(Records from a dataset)

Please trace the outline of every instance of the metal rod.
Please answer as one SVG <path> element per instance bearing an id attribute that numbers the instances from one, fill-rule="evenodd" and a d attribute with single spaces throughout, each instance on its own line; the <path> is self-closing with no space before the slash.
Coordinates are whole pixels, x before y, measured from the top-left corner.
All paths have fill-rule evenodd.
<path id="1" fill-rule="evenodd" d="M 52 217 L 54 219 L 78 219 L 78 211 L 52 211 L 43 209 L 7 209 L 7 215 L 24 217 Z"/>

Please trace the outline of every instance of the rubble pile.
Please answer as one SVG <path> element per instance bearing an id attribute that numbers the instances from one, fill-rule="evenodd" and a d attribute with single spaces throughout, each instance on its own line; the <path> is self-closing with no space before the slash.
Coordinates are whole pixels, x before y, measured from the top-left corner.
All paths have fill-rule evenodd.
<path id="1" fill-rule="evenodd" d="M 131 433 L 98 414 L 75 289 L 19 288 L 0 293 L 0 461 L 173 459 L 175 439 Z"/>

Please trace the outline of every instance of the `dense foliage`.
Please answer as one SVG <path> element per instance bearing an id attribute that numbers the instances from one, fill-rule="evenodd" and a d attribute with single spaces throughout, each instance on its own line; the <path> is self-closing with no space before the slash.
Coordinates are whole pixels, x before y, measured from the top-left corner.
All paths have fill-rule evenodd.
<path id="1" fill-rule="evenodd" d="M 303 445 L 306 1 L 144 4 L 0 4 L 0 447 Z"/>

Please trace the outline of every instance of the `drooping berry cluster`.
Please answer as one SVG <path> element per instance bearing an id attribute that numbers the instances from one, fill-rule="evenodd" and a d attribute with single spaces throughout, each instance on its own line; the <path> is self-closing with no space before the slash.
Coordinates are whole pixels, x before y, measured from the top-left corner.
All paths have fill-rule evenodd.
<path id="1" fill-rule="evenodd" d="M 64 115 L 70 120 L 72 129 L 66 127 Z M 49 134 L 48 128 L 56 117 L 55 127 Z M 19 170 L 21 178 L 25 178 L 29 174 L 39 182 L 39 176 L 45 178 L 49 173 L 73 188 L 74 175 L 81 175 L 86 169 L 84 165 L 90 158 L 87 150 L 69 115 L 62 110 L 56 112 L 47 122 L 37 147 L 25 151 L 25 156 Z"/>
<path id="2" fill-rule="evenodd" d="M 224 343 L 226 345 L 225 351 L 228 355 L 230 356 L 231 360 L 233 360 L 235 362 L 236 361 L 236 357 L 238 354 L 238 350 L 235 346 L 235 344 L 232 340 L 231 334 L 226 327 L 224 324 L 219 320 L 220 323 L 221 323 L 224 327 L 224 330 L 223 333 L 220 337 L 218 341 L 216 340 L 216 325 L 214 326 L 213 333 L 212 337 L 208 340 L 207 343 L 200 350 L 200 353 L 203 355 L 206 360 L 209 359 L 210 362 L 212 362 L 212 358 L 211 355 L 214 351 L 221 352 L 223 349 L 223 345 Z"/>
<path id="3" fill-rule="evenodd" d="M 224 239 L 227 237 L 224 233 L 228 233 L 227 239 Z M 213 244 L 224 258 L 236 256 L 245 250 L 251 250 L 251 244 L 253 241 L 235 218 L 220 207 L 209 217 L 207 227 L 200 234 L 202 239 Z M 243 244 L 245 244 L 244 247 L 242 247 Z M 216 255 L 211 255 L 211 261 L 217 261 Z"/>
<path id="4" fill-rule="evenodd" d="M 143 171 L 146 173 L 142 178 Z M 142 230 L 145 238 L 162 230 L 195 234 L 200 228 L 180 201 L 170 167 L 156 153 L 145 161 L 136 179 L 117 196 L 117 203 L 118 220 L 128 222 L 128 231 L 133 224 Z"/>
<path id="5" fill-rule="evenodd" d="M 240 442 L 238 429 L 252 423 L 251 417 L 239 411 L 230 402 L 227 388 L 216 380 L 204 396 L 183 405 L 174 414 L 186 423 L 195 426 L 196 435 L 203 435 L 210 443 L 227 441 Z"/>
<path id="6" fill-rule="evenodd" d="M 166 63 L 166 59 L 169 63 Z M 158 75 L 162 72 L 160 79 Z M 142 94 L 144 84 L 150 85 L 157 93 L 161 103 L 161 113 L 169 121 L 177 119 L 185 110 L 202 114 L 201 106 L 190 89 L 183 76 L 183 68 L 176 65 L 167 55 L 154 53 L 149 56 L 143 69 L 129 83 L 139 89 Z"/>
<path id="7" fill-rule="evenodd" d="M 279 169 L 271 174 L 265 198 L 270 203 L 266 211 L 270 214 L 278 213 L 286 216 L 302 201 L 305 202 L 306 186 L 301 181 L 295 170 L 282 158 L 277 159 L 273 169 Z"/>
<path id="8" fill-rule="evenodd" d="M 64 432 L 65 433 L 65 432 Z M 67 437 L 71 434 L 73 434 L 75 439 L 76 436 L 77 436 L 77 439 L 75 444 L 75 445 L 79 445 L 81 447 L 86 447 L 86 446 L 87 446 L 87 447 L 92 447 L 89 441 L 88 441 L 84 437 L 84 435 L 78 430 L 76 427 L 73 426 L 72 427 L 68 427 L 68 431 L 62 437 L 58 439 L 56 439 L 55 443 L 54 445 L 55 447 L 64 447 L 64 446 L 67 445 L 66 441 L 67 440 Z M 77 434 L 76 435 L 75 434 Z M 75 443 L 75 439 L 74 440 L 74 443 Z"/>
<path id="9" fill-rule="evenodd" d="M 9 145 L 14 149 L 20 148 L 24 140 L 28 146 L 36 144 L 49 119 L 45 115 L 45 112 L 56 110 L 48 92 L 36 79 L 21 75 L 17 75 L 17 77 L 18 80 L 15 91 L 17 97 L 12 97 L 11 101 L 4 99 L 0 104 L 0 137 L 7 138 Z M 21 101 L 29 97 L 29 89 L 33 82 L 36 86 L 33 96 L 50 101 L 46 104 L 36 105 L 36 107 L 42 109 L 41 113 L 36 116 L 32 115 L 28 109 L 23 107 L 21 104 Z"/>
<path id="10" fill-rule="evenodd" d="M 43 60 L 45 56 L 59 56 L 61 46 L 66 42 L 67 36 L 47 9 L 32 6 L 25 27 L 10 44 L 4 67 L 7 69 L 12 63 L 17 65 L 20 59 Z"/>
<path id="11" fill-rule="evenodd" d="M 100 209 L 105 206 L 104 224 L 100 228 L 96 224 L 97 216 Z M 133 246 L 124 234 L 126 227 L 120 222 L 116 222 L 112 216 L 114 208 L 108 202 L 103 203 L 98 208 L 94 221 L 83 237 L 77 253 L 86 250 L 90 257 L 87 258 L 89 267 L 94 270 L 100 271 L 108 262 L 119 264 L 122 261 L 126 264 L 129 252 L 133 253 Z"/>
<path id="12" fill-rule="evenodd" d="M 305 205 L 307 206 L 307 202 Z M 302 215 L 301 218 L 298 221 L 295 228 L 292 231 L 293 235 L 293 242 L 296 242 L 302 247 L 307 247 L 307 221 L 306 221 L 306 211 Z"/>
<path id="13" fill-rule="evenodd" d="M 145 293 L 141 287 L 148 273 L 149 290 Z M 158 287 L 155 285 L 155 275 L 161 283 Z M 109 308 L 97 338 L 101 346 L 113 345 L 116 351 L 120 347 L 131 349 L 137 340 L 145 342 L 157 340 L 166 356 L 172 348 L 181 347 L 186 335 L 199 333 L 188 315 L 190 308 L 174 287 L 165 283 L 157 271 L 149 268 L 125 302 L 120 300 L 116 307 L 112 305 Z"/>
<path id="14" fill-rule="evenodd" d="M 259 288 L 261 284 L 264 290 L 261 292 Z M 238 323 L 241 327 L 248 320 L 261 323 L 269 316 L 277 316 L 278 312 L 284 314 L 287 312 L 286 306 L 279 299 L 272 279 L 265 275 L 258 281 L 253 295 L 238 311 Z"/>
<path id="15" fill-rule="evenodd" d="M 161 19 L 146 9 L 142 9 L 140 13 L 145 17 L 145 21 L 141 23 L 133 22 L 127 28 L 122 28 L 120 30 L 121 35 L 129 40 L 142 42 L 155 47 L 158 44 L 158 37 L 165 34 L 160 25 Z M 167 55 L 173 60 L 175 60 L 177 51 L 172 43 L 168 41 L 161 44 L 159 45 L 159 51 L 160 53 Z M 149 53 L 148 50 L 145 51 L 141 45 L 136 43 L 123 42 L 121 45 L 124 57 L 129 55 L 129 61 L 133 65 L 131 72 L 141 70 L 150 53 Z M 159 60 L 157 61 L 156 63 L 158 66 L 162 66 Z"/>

REQUIREMENTS => Output the listing from its start through the line containing "52 217 L 54" as a two-column CSV with the headers request and answer. Give one row per request, and put its text and its answer each in a single quoted field with line breaks turned into spaces.

FULL OUTPUT =>
request,answer
"Please trace the outline of every instance of the metal rod. Please answer as one SVG <path> element per instance bearing an id attribute that numbers the instances from one, fill-rule=""evenodd"" and a d attribute with single spaces throughout, each instance on its own line; the <path> is self-closing with no space before the slash. Coordinates are whole pixels, x before y, measured from the top-left corner. All paths have fill-rule evenodd.","<path id=""1"" fill-rule=""evenodd"" d=""M 52 217 L 54 219 L 78 219 L 78 211 L 52 211 L 43 209 L 7 209 L 7 215 L 24 217 Z""/>"